PROBLEM TO WORK ON – Reproduce the passage of the seal text from "BRIEF DESCRIPTION OF" up to and including "the filling process.".

SELECTED PASSAGE –
--- begin ---

BACKGROUND
In the hydrocarbon recovery industry, sealing structures such as packers have long been used for various sealing duties. While the ultimate purpose of sealing is the same, there have been many different kinds of structures used. Indeed, entire development arms have built up over the years for different types of packers/seals. These structures may be mechanical, inflatable, etc. While all of the currently available packers/seals have an environment in which they function well, the industry as a whole continues to evolve and produce new environments in which such devices are meant to function. This often exposes a need for new technology to ensure reliable service for an acceptably long period of time.
SUMMARY
A seal includes a mandrel; an element disposed radially adjacent the mandrel; a chamber defined between the mandrel and the element; and a pressure regulator in fluid communication with the chamber, the regulator configured to resist fluid flow to a selected threshold pressure related to element expansion.
A method for setting a seal with particulate matter includes pressurizing the seal with a particulate laden fluid; expanding the seal to an intended final set of dimensions; flowing the fluid; and depositing the particulate in the seal.
BRIEF DESCRIPTION OF DRAWINGS
Referring now to the drawings wherein like elements are numbered alike in the several Figures:
FIG. 1 is a schematic view of a packer as disclosed herein during an expansion phase of the filling process; and
FIG. 2 is the device of FIG. 1 during a packing phase of the filling process.
DETAILED DESCRIPTION
Referring to FIG. 1, a particulate filled seal 10 is illustrated in an expansion phase a filling process. The seal 10 is illustrated in position within another structure 12 with which a seal is to be affected. One such structure 12 is a casing tubular in a hydrocarbon wellbore. The seal 10 comprises a mandrel 14 and a substantially fluid impermeable element 16 disposed radially spaced from the mandrel 14. A chamber 18 defined between the element 16 and the mandrel 14 is configured to accept a fluid 20 and to regulate the exit of that fluid. The regulated exit is a pressure regulator 22. The pressure regulator 22 may be configured in many different types of commercially available regulators. A biased flapper valve is one example while other examples include: a rupture disk, adjustable spring check valve, pilot operated relief valve, etc. Whatever regulator is selected its purpose is to hold pressure until a threshold pressure is reached by fluid 20 within the chamber 18. Holding pressure until the threshold pressure causes the element 16 to respond to the full applied pressure of the fluid in order to ensure that the element is expanded fully against the structure 12 (or simply expanded to an intended final set of dimensions) prior to the filling of the element 16 with particulate matter. While grain-to-grain contact of the particulate matter in the element 16 will make the element solidly inflated, the contact pressure against the structure 12 is in some cases less than adequate when simply relying on grain loaded particles to effect the expansion the element 16. As disclosed herein, then, the expansion is ensured using the fluid pressure rather than solely the grain contact.

--- end ---

DATA SECTION –
--- begin ---

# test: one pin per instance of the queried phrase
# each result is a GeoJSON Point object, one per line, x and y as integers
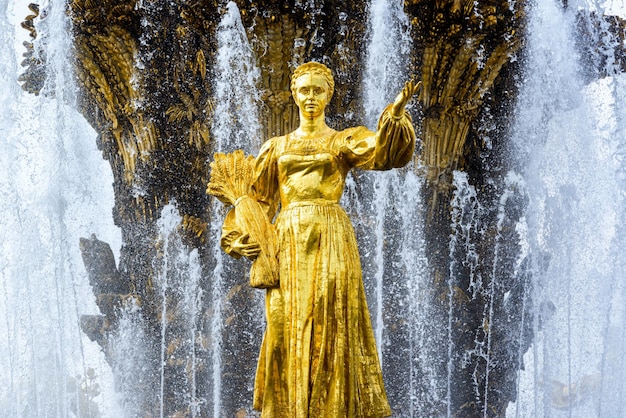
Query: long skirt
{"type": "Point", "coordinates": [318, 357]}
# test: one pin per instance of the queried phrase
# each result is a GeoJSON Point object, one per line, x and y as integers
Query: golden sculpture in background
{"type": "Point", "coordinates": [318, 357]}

--- end ---
--- begin ---

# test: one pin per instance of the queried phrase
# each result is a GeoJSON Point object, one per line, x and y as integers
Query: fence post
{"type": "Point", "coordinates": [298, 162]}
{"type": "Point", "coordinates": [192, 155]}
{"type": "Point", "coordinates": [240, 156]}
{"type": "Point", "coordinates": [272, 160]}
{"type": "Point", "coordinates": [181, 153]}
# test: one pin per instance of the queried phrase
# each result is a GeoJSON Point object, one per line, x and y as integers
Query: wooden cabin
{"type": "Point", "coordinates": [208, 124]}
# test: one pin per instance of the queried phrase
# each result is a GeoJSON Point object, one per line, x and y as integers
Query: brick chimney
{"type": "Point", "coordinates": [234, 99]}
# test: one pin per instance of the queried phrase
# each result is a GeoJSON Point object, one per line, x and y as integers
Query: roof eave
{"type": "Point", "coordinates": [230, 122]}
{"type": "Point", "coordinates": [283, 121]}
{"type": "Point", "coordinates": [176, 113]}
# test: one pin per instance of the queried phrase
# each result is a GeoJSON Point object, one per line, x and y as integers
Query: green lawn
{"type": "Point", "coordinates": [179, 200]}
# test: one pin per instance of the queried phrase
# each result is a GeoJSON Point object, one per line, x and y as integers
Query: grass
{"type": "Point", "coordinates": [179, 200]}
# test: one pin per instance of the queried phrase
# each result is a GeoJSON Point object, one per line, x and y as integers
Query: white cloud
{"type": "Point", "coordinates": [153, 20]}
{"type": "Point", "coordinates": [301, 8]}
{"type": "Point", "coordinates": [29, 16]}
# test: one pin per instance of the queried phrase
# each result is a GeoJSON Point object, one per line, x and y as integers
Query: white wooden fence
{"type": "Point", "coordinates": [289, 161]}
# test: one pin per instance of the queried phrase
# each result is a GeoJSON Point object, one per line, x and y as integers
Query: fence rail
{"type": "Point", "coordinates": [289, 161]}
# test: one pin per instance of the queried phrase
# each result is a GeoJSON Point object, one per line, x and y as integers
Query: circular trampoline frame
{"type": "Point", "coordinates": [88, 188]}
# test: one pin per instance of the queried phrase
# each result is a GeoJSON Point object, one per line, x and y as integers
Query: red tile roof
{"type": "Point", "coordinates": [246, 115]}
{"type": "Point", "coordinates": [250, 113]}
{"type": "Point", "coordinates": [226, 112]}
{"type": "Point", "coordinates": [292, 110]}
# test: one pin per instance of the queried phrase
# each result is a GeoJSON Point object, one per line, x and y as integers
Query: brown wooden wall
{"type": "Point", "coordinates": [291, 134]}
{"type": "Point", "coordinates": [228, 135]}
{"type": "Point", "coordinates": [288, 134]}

--- end ---

ANSWER IN FULL –
BRIEF DESCRIPTION OF DRAWINGS
Referring now to the drawings wherein like elements are numbered alike in the several Figures:
FIG. 1 is a schematic view of a packer as disclosed herein during an expansion phase of the filling process; and
FIG. 2 is the device of FIG. 1 during a packing phase of the filling process.